• PROBLEM DESCRIPTION:
Please repeat word for word the line containing "Task: check that each instance of the ruined" and every following line up to and including the last one below, pictures excluded.

• Records from a collection:
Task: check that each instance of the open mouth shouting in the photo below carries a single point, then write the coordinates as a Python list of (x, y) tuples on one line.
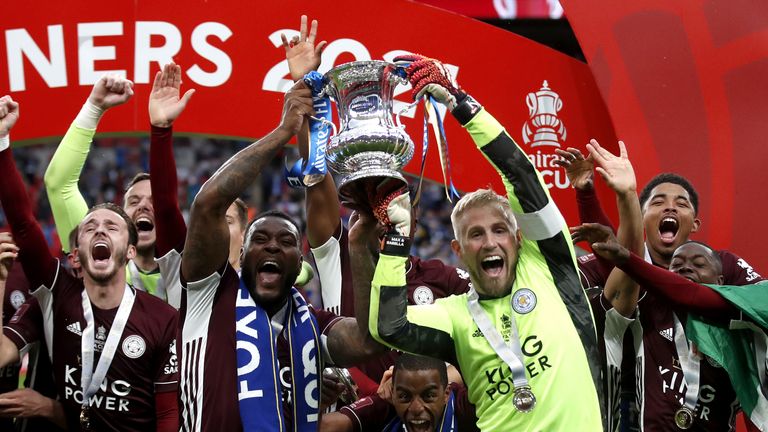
[(419, 425), (144, 224), (668, 228), (493, 265), (269, 273), (101, 253)]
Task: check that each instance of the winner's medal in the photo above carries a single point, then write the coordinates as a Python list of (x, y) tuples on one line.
[(85, 418), (684, 418), (524, 399)]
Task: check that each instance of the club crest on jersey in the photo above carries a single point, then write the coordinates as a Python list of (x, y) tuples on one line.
[(523, 301), (17, 299), (134, 346), (423, 295)]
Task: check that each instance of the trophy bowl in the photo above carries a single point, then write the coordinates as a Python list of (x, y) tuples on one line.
[(369, 148)]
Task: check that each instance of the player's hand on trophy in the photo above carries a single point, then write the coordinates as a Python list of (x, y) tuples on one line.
[(301, 52), (297, 105), (8, 252), (9, 114), (109, 91), (617, 171), (602, 240), (428, 75), (165, 105), (393, 210), (578, 169)]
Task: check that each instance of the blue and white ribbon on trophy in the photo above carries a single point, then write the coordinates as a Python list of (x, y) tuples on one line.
[(431, 117), (306, 174)]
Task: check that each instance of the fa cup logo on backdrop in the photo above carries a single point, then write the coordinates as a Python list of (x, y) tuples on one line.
[(544, 128), (544, 132)]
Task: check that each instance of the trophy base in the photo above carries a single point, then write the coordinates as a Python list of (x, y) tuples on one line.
[(361, 188)]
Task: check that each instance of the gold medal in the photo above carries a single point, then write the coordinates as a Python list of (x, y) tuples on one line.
[(523, 399), (85, 418), (684, 418)]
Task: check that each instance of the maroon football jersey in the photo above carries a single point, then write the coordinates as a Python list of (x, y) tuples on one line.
[(662, 386), (209, 399), (145, 361), (736, 270), (16, 293), (427, 280)]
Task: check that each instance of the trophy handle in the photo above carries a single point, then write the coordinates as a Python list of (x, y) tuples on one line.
[(327, 123), (402, 111)]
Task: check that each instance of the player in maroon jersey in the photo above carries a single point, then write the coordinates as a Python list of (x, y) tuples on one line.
[(427, 280), (35, 406), (165, 106), (131, 385), (421, 381), (666, 376), (214, 340)]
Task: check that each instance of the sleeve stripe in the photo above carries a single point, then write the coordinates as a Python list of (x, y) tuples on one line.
[(541, 224)]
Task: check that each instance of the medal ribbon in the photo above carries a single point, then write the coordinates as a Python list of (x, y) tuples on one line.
[(90, 379), (511, 352), (313, 171), (689, 362)]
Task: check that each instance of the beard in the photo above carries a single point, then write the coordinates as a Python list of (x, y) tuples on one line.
[(102, 276)]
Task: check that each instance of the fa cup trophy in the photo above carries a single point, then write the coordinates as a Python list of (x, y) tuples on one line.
[(369, 149)]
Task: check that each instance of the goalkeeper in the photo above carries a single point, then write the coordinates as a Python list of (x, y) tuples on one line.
[(517, 335)]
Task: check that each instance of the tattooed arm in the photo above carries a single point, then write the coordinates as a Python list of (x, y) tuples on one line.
[(349, 341), (207, 244)]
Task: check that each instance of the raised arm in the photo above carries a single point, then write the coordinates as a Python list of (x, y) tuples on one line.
[(322, 201), (63, 173), (9, 353), (35, 257), (579, 171), (165, 106), (620, 176), (206, 248), (682, 292)]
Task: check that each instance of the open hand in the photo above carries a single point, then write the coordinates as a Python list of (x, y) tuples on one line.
[(302, 54), (297, 105), (578, 169), (165, 105), (9, 114), (602, 240), (25, 403), (111, 90), (616, 171)]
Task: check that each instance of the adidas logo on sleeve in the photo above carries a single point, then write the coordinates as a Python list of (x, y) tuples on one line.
[(75, 328)]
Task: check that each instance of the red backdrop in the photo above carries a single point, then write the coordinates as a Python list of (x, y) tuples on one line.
[(229, 52), (685, 85)]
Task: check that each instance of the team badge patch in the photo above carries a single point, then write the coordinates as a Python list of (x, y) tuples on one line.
[(523, 301), (134, 346), (423, 295), (17, 299)]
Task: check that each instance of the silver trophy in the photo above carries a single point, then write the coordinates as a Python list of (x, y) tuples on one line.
[(369, 148)]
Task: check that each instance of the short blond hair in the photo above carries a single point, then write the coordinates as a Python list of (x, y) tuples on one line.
[(482, 198)]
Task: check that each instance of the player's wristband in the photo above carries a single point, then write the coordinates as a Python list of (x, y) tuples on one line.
[(466, 108), (89, 116), (396, 245), (5, 141)]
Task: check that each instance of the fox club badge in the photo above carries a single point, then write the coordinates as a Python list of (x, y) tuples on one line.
[(423, 295), (523, 301), (134, 346)]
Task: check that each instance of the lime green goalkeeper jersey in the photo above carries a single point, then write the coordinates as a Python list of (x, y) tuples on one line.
[(549, 307)]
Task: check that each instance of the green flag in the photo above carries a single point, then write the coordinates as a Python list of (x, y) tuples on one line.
[(739, 346)]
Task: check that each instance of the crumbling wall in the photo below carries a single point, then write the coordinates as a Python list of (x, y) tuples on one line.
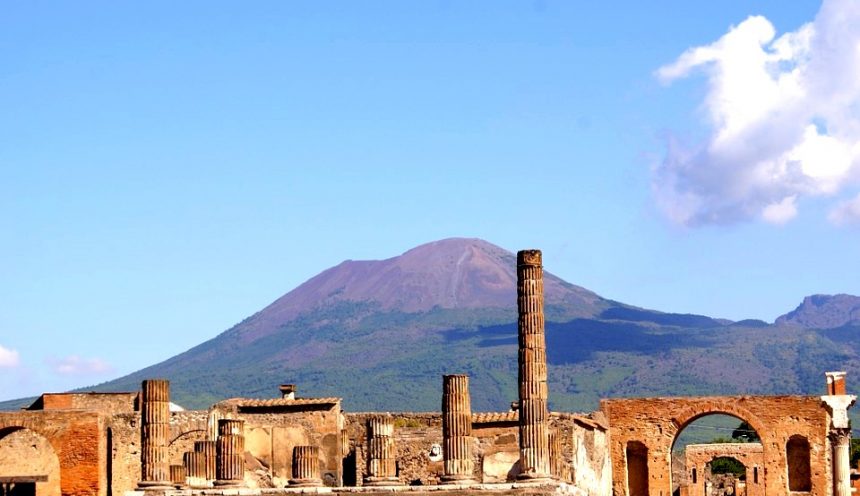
[(656, 422), (77, 438), (26, 453)]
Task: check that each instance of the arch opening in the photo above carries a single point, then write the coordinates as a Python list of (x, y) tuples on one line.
[(799, 471), (27, 455), (711, 455)]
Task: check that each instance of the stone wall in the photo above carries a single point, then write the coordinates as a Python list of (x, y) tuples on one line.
[(495, 449), (656, 422), (76, 438)]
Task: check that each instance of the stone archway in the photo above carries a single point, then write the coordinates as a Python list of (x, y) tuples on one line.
[(656, 423), (26, 453)]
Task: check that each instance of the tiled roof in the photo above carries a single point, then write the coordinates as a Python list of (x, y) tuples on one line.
[(486, 418), (276, 402)]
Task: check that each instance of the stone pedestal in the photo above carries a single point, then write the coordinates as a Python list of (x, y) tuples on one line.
[(177, 476), (230, 453), (381, 462), (534, 416), (306, 467), (208, 450), (457, 430), (841, 441), (154, 435)]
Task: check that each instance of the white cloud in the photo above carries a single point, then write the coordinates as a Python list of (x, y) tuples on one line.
[(9, 358), (846, 212), (784, 114), (76, 365)]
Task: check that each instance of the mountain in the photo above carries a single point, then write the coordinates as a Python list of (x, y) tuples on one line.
[(824, 312), (381, 333)]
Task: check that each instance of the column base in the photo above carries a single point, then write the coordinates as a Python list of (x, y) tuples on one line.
[(534, 477), (304, 483), (155, 485), (381, 481), (229, 483), (457, 479)]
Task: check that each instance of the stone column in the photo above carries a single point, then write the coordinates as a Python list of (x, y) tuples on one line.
[(534, 416), (195, 468), (381, 463), (208, 450), (457, 430), (177, 476), (841, 439), (556, 461), (230, 453), (154, 434), (306, 467)]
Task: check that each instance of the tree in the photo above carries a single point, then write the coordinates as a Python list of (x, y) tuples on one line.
[(745, 433)]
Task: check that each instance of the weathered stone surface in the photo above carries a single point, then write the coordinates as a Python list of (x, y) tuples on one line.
[(230, 453), (533, 412), (457, 430), (655, 423), (154, 434)]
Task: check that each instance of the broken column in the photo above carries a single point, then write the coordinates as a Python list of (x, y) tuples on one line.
[(208, 450), (230, 453), (306, 467), (457, 430), (534, 416), (154, 434), (177, 476), (195, 468), (381, 463), (556, 463), (838, 403)]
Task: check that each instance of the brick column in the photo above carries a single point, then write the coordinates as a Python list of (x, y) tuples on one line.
[(208, 451), (230, 453), (534, 416), (457, 430), (306, 467), (154, 434), (178, 476), (381, 463)]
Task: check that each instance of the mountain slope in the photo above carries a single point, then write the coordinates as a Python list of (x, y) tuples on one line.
[(381, 333)]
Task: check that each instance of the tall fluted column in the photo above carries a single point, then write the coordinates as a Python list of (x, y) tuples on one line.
[(195, 468), (457, 430), (841, 440), (209, 452), (306, 466), (230, 453), (556, 463), (534, 416), (154, 434), (381, 462)]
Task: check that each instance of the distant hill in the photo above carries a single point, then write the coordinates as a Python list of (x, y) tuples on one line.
[(381, 333), (824, 312)]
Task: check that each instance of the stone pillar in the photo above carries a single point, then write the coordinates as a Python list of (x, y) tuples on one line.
[(556, 464), (457, 430), (208, 450), (534, 416), (177, 476), (841, 440), (381, 463), (154, 435), (306, 467), (230, 453)]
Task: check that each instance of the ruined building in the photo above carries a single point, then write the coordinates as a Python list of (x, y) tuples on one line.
[(108, 444)]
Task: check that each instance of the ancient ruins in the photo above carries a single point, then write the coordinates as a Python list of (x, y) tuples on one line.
[(137, 443)]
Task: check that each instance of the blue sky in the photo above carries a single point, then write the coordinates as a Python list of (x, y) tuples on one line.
[(167, 169)]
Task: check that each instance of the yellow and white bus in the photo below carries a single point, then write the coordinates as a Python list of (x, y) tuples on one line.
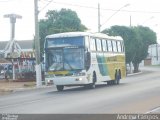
[(83, 59)]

• RESULT BELOW:
Task: check that each instance of the ruined building in the photo above carries a single point, then write the coordinates as a Python list of (x, y) tuples on one line.
[(108, 444)]
Task: check that each instance of the ancient ruins in the photo above carries a single point, then write the coordinates as a Python list of (x, y) tuples on one line.
[(137, 443)]
Task: check that each instance of the blue sky in the photo above carries a single point, then write the coordinates as a Python list of (x, y) tuples on one line.
[(167, 169)]
Task: check that each instance of the yellow and white bus in the photo below carries a single point, then write the coordinates as a Python list of (x, y) tuples on one line.
[(83, 59)]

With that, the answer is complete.